◆ PASSAGE GIVEN:
########################################

Defo look into LTDs, i own a high end LTD and its the most comfortable guitar i've ever played (that includes a JP in a shop).


----------



## vampiregenocide (Jan 23, 2012)

I tried one of the high-end LTD ECs and it was epic. Well worth looking into. Don't think the LTDs are automatically bad because they're not proper ESPs, they're still very good quality guitars.


----------



## vampiregenocide (Jan 23, 2012)

I tried one of the high-end LTD ECs and it was epic. Well worth looking into. Don't think the LTDs are automatically bad because they're not proper ESPs, they're still very good quality guitars.


----------



## Takemyevil (Jan 23, 2012)

vampiregenocide said:


> I tried one of the high-end LTD ECs and it was epic. Well worth looking into. Don't think the LTDs are automatically bad because they're not proper ESPs, they're still very good quality guitars.


+1


----------



## Tanoma (Jan 23, 2012)

Schecter makes quite a few nice guitars that look similar to the ESP Eclipse II


----------



## wilsonho94 (Jan 23, 2012)

But is it true that all Edwards are Made in China and final inspections are done in Japan? And are they rather higher end Ibanez ARts?


----------



## Djent (Jan 23, 2012)

wilsonho94 said:


> But is it true that all Edwards are Made in China and final inspections are done in Japan? And are they rather higher end Ibanez ARts?



No, they're 100% made in Japan.


----------



## Scar Symmetry (Jan 23, 2012)

Alternative to ESP?

Death.


----------



## Iamasingularity (Jan 24, 2012)

wilsonho94 said:


> But is it true that all Edwards are Made in China and final inspections are done in Japan? And are they rather higher end Ibanez ARts?


----------



## guy in latvia (Jan 24, 2012)

80s and early 90s Burny Les Pauls are the way to go! You should be able to grab one sub $1000. I've heard people say they're on par with Gibson quality (especially the 80s models).


----------



## Dan (Jan 24, 2012)

All of the above. Go for a high end LTD, for price and feel you cant really go wrong. I'd give PRS a look at well though, ever since i got my custom 22 ive never looked back!


----------



## ridner (Jan 25, 2012)

nothing wrong w/ LTD. the higher end ones are pretty comparable to ESP. I just pulled the trigger on an EC-401FM in Reindeer Blue


----------



## Vinchester (Jan 25, 2012)

I'd recommend you check out one of the top-end Tokai Love Rocks.


----------



## USMarine75 (Jan 25, 2012)

I concur with LTD recommendations... I bought one of these for $600 and I have yet to have someone explain to me how the ESP version for $2k is better. A couple knowlegable friends of mine that are "guitar snobs" and not ESP fans anyways have tried to find flaws (frets, finish, etc) and were impressed with the quality and parts of a Korean made guitar. Honestly, I admit I originally bought it as a "Rambo" wall decoration for my guitar room, but fell in love with it once I played it.

########################################

◆ WHAT THIS EXERCISE ASKS:
a. Repeat the part of the guitar forum thread starting at "## Vinchester (Jan" and ending at "I played it.".
b. In the guitar forum thread, rewrite the paragraph that begins "I concur with LTD recommendations" so it is shorter but keeps its main facts.
The rows that come next aren't needed for any of this work.

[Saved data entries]
########################################

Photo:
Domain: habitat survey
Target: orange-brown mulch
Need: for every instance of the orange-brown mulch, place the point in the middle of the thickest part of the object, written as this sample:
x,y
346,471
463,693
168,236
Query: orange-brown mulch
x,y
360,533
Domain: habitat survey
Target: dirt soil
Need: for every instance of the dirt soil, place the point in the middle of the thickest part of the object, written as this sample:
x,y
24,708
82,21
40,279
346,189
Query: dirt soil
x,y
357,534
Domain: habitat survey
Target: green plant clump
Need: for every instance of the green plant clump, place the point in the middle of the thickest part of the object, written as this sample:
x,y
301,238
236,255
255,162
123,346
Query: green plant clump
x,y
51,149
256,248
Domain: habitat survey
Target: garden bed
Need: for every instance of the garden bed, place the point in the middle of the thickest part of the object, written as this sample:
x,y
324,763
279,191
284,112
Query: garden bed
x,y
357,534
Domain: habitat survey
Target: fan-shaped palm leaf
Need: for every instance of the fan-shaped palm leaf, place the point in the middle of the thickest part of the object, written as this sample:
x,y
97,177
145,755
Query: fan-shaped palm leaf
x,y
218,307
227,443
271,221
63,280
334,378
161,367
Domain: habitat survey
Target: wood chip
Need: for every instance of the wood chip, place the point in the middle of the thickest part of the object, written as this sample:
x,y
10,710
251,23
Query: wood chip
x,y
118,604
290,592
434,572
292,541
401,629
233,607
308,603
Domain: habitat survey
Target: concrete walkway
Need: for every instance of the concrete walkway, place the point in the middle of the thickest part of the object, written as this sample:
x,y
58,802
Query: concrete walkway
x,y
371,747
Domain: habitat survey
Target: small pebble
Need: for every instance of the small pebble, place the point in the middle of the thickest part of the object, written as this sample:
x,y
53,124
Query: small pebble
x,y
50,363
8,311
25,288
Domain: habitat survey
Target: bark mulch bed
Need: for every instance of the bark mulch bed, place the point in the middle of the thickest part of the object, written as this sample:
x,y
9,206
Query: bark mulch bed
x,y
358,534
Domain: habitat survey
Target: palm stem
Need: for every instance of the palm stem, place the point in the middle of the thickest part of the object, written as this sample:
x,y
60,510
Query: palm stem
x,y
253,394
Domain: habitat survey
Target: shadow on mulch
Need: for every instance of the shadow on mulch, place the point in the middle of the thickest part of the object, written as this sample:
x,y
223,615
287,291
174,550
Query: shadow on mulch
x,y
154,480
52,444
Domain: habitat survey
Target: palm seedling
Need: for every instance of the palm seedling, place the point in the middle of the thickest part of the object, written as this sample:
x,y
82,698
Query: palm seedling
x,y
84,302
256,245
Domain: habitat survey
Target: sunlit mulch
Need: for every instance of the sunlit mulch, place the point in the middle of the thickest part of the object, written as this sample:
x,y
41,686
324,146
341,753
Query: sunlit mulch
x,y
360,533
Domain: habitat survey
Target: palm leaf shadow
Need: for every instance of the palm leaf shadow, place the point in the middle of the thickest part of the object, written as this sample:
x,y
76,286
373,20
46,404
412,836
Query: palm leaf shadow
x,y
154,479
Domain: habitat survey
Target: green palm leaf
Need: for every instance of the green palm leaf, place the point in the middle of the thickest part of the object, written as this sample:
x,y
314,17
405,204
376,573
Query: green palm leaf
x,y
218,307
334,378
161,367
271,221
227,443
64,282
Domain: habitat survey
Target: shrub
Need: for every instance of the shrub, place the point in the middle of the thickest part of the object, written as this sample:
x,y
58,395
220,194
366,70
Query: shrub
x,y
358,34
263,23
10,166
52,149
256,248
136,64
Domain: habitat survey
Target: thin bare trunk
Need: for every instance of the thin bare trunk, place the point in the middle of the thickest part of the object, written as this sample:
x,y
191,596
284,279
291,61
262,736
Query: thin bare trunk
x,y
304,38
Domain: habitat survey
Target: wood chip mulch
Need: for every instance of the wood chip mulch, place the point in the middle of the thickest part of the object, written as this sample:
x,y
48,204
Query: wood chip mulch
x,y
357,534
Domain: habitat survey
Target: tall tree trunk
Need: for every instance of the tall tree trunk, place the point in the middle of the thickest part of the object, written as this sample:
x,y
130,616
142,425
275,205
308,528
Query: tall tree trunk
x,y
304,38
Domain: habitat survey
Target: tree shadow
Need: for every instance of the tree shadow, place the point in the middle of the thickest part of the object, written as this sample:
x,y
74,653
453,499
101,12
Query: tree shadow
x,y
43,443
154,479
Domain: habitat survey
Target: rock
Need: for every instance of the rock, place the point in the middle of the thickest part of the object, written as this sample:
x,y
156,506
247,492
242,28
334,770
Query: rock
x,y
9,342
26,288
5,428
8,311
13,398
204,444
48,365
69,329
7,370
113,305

########################################

◆ PER-TASK ANSWERS:
a.
## Vinchester (Jan 25, 2012)

I'd recommend you check out one of the top-end Tokai Love Rocks.


----------



## USMarine75 (Jan 25, 2012)

I concur with LTD recommendations... I bought one of these for $600 and I have yet to have someone explain to me how the ESP version for $2k is better. A couple knowlegable friends of mine that are "guitar snobs" and not ESP fans anyways have tried to find flaws (frets, finish, etc) and were impressed with the quality and parts of a Korean made guitar. Honestly, I admit I originally bought it as a "Rambo" wall decoration for my guitar room, but fell in love with it once I played it.

b. The writer agrees with the LTD recommendations, having paid $600 for one, and no one has yet explained why the $2k ESP version is better. Two knowledgeable friends who are "guitar snobs" and not ESP fans looked for flaws such as frets and finish, and they were impressed by the quality and parts of the Korean-made guitar. The writer first bought it as a "Rambo" wall decoration for the guitar room but fell in love with it after playing it.